### Instructions for the task
Starting with the opening line of the material, restate every line word for word, and end on the line containing "box: [110, 163, 223, 182]".

### Material provided

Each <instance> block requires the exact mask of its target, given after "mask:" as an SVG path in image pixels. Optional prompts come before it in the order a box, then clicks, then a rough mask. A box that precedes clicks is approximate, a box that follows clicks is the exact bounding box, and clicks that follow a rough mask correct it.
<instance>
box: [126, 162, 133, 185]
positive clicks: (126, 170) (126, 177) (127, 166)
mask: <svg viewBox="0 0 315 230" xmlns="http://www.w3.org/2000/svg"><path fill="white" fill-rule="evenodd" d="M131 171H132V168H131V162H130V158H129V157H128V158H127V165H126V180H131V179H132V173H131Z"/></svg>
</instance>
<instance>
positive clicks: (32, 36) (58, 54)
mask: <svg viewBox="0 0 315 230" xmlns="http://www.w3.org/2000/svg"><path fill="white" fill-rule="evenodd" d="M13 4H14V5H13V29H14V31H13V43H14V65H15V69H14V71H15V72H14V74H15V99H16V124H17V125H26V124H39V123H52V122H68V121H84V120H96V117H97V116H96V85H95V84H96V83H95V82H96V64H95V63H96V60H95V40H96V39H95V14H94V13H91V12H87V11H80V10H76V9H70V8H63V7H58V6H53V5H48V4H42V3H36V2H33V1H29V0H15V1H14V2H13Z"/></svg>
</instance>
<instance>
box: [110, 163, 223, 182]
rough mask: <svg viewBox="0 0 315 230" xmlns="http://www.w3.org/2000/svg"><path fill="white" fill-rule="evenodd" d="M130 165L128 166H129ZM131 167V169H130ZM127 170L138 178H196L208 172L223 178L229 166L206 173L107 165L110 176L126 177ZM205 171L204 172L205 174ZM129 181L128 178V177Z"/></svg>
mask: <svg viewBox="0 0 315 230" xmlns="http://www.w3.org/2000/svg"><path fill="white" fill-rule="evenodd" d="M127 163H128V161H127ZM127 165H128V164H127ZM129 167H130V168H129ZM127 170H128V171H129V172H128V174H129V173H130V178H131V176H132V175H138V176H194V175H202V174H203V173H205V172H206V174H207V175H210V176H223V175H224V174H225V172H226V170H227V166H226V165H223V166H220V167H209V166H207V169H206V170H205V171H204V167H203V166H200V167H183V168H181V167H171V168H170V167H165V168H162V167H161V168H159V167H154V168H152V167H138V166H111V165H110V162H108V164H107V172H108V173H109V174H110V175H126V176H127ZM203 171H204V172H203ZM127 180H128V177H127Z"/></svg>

### Task solution
Each <instance> block requires the exact mask of its target, given after "mask:" as an SVG path in image pixels. Optional prompts come before it in the order a box, then clicks, then a rough mask. A box that precedes clicks is approximate, a box that follows clicks is the exact bounding box, and clicks that follow a rough mask correct it.
<instance>
box: [126, 162, 133, 185]
positive clicks: (126, 170) (126, 177) (127, 166)
mask: <svg viewBox="0 0 315 230" xmlns="http://www.w3.org/2000/svg"><path fill="white" fill-rule="evenodd" d="M131 171H132V168H131V162H130V158H129V157H128V158H127V165H126V180H131V179H132V173H131Z"/></svg>
</instance>
<instance>
positive clicks: (32, 36) (58, 54)
mask: <svg viewBox="0 0 315 230" xmlns="http://www.w3.org/2000/svg"><path fill="white" fill-rule="evenodd" d="M13 4H14V5H13V29H14V31H13V43H14V65H15V69H14V71H15V72H14V74H15V99H16V124H17V125H26V124H39V123H52V122H68V121H84V120H96V117H97V116H96V85H95V84H96V83H95V82H96V64H95V63H96V60H95V40H96V39H95V14H94V13H91V12H87V11H80V10H76V9H70V8H63V7H58V6H53V5H48V4H42V3H36V2H33V1H29V0H15V1H14V2H13Z"/></svg>
</instance>
<instance>
box: [110, 163, 223, 182]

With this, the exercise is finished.